'''
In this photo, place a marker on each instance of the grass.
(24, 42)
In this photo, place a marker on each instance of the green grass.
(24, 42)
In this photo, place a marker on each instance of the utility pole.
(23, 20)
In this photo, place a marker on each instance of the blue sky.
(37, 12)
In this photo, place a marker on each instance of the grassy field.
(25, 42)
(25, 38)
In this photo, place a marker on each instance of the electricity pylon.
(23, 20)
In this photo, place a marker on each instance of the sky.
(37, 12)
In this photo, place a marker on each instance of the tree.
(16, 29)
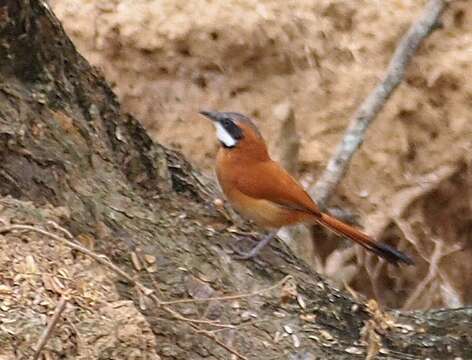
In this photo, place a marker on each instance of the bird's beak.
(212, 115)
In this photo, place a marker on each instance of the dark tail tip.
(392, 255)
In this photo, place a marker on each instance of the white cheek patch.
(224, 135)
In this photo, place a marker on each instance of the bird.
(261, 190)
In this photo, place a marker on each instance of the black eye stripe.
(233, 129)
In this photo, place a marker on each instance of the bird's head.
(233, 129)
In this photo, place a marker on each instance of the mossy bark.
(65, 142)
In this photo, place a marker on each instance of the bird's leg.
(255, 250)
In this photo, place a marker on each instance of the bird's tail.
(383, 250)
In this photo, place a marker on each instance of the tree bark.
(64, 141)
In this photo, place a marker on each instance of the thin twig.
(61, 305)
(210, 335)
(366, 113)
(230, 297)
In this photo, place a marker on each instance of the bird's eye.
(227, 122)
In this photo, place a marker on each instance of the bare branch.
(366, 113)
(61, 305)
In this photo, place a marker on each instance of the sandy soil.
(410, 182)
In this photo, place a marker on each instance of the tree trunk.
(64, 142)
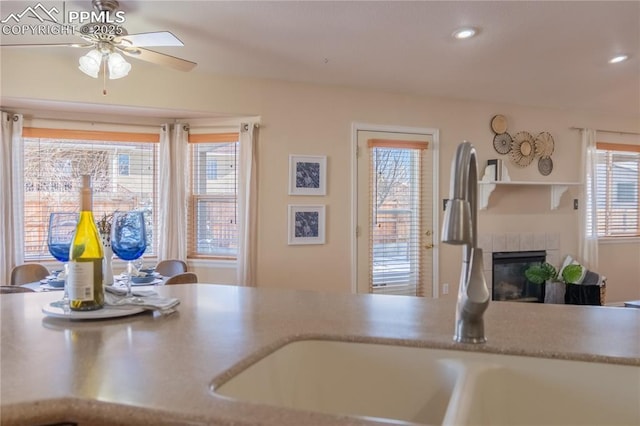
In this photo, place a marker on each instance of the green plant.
'''
'''
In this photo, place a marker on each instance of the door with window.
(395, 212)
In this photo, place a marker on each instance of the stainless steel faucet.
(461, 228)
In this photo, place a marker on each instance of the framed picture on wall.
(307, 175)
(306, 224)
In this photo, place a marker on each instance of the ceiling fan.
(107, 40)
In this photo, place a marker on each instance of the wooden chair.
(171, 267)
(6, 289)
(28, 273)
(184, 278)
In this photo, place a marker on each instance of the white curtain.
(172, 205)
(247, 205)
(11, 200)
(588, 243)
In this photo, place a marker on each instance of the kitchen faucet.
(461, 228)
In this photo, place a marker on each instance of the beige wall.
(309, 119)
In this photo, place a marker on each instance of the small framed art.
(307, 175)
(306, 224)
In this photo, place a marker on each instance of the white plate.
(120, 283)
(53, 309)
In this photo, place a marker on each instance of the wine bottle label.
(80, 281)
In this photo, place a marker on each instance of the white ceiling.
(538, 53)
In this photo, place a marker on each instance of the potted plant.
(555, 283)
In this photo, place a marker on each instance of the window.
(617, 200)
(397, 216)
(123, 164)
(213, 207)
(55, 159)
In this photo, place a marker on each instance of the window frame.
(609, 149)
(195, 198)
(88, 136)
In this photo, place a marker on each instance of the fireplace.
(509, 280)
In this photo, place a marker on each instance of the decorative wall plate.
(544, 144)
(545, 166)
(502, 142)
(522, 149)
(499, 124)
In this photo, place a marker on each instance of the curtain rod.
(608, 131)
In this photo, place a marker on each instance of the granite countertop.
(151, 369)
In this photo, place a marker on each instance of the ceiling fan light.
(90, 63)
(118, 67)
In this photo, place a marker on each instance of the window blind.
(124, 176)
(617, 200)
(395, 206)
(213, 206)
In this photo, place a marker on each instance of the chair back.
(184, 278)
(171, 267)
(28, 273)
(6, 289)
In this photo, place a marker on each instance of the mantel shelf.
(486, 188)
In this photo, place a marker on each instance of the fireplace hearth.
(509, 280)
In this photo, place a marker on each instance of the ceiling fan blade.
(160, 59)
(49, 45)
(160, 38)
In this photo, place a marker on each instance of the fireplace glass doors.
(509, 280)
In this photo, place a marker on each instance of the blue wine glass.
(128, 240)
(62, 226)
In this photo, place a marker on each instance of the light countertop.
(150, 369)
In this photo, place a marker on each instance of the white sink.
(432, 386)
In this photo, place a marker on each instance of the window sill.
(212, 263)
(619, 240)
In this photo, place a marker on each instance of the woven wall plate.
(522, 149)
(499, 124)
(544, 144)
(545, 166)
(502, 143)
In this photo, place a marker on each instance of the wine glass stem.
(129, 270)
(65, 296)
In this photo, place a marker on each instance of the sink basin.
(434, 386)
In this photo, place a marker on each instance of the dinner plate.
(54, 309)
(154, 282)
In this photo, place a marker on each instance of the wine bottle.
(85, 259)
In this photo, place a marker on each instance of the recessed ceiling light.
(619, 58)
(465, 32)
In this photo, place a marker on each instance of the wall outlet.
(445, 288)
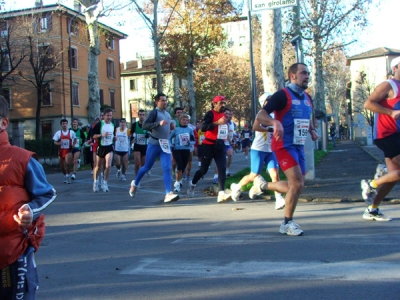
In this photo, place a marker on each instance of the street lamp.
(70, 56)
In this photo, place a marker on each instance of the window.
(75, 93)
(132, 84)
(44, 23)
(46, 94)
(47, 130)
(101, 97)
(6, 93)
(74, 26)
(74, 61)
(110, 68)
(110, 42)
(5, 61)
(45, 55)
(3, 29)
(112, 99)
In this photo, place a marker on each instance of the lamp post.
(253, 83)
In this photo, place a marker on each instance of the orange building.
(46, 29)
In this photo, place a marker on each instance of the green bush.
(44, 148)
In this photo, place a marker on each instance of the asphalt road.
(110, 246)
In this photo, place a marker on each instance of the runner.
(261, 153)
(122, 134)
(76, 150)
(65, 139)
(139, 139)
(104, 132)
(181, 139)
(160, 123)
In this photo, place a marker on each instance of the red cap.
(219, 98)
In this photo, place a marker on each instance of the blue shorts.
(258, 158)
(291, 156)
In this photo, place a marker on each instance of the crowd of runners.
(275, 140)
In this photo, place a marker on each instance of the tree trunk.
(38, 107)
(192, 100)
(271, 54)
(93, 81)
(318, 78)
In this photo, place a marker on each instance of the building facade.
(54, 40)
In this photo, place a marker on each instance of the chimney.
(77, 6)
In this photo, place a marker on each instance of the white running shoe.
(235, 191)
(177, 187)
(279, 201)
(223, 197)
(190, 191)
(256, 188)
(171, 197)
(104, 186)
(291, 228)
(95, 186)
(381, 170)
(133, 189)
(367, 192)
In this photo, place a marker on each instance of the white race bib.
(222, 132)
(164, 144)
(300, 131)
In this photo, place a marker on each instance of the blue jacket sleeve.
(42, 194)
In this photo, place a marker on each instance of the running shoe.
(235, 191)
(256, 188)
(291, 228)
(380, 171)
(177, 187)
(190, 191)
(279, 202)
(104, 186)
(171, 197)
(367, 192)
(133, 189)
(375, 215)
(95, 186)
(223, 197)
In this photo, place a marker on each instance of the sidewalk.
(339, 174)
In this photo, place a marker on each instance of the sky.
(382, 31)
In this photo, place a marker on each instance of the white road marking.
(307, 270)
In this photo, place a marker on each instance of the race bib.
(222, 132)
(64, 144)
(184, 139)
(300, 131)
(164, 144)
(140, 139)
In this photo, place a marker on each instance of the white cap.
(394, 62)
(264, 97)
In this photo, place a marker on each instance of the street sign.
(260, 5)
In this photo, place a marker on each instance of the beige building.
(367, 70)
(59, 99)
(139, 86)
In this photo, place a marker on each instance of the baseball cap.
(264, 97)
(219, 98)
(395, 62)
'''
'''
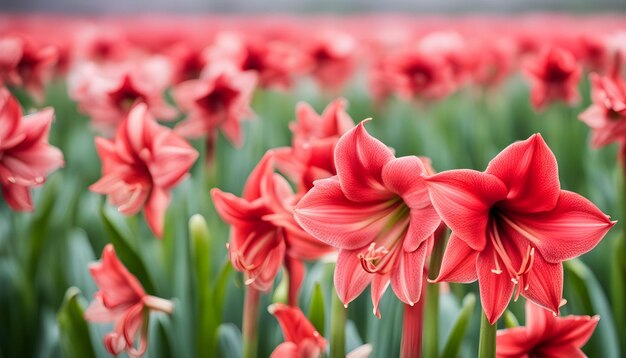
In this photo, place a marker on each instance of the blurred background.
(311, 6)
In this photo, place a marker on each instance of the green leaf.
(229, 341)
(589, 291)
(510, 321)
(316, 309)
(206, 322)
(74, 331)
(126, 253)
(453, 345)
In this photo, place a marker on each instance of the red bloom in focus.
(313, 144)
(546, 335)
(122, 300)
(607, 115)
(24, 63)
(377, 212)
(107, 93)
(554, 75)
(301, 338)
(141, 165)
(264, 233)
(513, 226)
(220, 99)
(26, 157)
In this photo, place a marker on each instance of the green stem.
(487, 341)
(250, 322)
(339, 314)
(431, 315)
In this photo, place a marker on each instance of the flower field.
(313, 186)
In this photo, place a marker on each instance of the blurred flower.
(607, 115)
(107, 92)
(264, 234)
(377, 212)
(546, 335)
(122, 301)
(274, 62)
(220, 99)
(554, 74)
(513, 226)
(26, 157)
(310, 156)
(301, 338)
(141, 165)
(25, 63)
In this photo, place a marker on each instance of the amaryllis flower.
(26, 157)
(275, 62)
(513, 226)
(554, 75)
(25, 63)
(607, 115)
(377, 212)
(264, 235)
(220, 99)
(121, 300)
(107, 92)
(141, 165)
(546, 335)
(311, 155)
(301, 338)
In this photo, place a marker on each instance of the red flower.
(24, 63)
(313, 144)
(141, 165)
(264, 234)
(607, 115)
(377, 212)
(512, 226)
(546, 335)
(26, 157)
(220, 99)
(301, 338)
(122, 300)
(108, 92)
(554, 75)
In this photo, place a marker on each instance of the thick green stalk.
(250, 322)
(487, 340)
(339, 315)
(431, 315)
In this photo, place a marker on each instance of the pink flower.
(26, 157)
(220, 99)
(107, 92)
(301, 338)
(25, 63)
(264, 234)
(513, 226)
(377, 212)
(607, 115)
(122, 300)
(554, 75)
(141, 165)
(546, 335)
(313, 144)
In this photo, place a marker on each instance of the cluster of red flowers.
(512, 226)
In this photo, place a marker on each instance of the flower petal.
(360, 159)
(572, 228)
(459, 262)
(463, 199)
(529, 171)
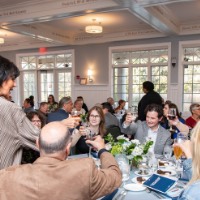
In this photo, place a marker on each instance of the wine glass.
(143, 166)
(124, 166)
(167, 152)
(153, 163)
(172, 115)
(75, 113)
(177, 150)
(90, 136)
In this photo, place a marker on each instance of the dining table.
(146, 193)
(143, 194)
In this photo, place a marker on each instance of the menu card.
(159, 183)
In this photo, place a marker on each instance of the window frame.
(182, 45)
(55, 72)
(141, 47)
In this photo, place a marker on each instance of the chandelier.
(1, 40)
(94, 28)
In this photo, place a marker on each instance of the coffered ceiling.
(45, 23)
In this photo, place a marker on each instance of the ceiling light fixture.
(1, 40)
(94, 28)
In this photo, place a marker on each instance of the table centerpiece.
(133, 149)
'''
What is needed → Take the material above from the line containing "of the grass." up to and including the line containing "the green plant." and retype it exactly, without any pictures.

Answer →
In this photo, place a marker on each instance of the grass.
(24, 42)
In this photo, place a marker on each instance of the green grass.
(24, 42)
In this photo, place a marker on each instance of the utility pole.
(23, 20)
In this photo, place a marker on each instance of the blue sky.
(37, 12)
In this photo, place a marker on each instance of the grassy field.
(25, 42)
(25, 38)
In this photo, place a marker on each instance of the electricity pylon.
(23, 20)
In this photo, place a marker on each instance of the sky.
(37, 12)
In this photo, place a marker on each instance of the tree.
(16, 29)
In this photo, place a marker on each instance of the bird's beak.
(212, 115)
In this photo, place a marker on each instance of the dark tail tip.
(392, 255)
In this photo, place a marker on each instance of the white cheek patch.
(224, 135)
In this photo, place a marker on each instance of the bird.
(261, 190)
In this photo, place a marker on each instance of the black eye stripe.
(233, 129)
In this photo, place a marker on each instance of the bird's head.
(233, 129)
In this photo, place a marker on each instance of the mossy bark.
(65, 142)
In this photo, place a marker on each instance of the bird's leg.
(255, 250)
In this photo, place a marker on each instance of the bird's tail.
(383, 250)
In this photo, place a marker on each instance of the tree bark.
(64, 141)
In this photo, place a marker on each instance of the thin twig.
(61, 305)
(210, 335)
(366, 113)
(230, 297)
In this photo, place a marker on each instance of the bird's eye.
(227, 122)
In this photo, place a marker on each instance of the bare branch.
(366, 113)
(61, 305)
In this photo, place a marker on each instance of the sandy soil.
(410, 182)
In this photo, place a marker on each instance of the tree trunk.
(64, 142)
In this photo, place a marker on each instance of the green plant.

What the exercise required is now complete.